Excerpts of bounding box data
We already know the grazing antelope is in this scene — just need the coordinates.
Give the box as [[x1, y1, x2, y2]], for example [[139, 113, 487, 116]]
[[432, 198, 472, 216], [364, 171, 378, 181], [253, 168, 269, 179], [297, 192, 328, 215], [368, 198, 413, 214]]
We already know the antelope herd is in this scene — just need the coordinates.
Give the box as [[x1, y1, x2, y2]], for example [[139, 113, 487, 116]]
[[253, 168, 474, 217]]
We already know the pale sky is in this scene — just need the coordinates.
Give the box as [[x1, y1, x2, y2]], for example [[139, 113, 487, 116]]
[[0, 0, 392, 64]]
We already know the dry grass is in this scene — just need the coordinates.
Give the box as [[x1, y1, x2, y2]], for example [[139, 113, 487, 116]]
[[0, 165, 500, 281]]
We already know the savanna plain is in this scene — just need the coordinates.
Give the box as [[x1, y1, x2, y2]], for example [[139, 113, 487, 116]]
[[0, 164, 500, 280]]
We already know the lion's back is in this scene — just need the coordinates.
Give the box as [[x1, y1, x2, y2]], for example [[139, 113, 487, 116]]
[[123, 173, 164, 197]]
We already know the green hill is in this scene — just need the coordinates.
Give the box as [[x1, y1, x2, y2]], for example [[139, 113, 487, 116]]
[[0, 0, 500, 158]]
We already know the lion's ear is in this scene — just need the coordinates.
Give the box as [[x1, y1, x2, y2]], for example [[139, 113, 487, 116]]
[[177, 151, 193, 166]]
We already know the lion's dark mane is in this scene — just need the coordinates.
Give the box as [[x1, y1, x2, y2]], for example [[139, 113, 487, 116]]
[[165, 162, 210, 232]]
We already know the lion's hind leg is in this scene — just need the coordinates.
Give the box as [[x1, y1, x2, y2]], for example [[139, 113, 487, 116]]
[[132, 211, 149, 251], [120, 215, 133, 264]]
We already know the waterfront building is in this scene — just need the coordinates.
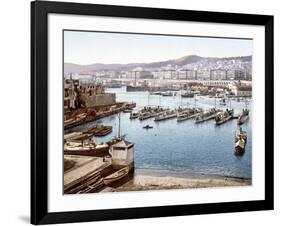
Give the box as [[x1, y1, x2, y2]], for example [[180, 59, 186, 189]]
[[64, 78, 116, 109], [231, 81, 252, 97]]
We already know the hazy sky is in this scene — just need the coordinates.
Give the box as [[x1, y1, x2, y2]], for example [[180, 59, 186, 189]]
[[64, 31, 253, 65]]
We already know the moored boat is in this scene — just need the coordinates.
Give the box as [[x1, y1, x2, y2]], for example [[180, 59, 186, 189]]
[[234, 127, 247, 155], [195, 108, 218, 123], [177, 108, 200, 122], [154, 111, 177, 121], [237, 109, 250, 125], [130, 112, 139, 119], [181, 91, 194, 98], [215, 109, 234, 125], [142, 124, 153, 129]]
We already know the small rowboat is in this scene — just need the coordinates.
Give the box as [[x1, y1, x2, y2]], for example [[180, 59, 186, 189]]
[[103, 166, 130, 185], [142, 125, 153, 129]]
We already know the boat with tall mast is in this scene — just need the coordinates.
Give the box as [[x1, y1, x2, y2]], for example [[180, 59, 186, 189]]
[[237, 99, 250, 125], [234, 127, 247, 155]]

--

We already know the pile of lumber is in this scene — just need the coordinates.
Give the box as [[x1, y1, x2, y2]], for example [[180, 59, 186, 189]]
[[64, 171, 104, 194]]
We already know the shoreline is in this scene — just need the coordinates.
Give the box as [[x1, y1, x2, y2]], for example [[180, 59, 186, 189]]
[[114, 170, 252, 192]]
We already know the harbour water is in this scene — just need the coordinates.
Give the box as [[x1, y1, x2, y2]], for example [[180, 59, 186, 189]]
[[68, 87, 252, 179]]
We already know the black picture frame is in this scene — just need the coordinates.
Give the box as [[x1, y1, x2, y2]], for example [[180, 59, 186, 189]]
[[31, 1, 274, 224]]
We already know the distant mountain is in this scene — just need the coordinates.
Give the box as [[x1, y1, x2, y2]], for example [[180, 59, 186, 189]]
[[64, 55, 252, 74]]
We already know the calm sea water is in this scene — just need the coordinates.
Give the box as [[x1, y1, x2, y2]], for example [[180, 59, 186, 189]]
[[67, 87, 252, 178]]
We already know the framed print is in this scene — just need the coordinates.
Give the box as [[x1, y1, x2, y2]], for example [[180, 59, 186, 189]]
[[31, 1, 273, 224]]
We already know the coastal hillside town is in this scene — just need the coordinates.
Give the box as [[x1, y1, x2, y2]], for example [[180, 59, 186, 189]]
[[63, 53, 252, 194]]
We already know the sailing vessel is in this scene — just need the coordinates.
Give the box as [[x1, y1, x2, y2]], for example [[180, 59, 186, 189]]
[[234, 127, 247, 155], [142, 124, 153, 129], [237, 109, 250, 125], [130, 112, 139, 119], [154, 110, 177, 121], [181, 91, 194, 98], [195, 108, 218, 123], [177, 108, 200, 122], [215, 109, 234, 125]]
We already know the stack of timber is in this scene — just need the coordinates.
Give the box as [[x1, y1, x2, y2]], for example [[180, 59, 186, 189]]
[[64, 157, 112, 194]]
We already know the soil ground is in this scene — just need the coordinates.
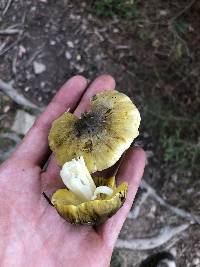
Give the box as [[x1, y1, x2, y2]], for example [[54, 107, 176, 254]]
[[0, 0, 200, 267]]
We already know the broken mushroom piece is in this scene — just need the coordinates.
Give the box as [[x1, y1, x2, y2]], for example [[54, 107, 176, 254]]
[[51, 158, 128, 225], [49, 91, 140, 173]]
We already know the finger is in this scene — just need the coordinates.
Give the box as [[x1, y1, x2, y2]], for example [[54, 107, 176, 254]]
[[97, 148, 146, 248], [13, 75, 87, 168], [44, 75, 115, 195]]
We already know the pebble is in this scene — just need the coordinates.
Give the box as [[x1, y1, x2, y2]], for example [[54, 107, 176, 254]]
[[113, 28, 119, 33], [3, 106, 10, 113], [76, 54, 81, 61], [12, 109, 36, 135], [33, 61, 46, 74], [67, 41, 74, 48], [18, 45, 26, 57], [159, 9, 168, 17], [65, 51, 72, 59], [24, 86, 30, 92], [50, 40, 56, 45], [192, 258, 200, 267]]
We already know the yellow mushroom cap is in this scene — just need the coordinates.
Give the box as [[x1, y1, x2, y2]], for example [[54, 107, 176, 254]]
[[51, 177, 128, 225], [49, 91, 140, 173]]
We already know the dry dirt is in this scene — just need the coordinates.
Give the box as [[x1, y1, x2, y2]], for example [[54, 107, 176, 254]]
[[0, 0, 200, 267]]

* * *

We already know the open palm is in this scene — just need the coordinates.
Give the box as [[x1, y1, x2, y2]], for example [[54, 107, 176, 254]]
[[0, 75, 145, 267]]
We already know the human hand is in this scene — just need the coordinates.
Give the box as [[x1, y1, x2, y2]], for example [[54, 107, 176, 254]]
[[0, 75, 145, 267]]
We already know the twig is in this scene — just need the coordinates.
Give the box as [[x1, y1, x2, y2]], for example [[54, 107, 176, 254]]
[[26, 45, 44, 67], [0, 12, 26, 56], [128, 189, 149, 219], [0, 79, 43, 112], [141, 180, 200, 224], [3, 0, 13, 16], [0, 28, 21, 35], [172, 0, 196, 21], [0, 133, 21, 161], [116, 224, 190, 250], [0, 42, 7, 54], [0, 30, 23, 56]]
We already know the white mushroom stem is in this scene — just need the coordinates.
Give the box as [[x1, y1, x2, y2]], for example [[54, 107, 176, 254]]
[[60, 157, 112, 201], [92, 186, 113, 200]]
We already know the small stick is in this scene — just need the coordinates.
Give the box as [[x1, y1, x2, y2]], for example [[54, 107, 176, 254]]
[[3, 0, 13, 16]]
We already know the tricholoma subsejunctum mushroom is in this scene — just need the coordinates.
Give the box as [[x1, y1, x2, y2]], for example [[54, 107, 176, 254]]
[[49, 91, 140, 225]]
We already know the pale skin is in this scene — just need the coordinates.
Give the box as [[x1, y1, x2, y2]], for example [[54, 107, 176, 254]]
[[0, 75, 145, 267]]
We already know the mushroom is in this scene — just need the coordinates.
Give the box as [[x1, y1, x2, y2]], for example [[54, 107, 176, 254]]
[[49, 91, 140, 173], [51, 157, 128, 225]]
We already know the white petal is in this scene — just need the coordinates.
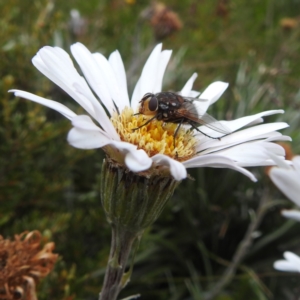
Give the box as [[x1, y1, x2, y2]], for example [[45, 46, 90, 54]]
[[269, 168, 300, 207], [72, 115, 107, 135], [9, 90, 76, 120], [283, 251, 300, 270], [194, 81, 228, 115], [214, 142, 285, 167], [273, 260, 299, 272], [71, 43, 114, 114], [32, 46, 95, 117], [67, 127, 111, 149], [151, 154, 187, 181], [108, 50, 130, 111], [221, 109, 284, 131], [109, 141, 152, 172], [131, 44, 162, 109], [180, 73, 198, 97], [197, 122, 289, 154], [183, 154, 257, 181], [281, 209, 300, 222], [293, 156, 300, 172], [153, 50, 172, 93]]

[Written problem]
Count the lines in the entries that contain the word "pale", treating uppercase and lowercase as different. Give only the number.

[Solution to the problem]
2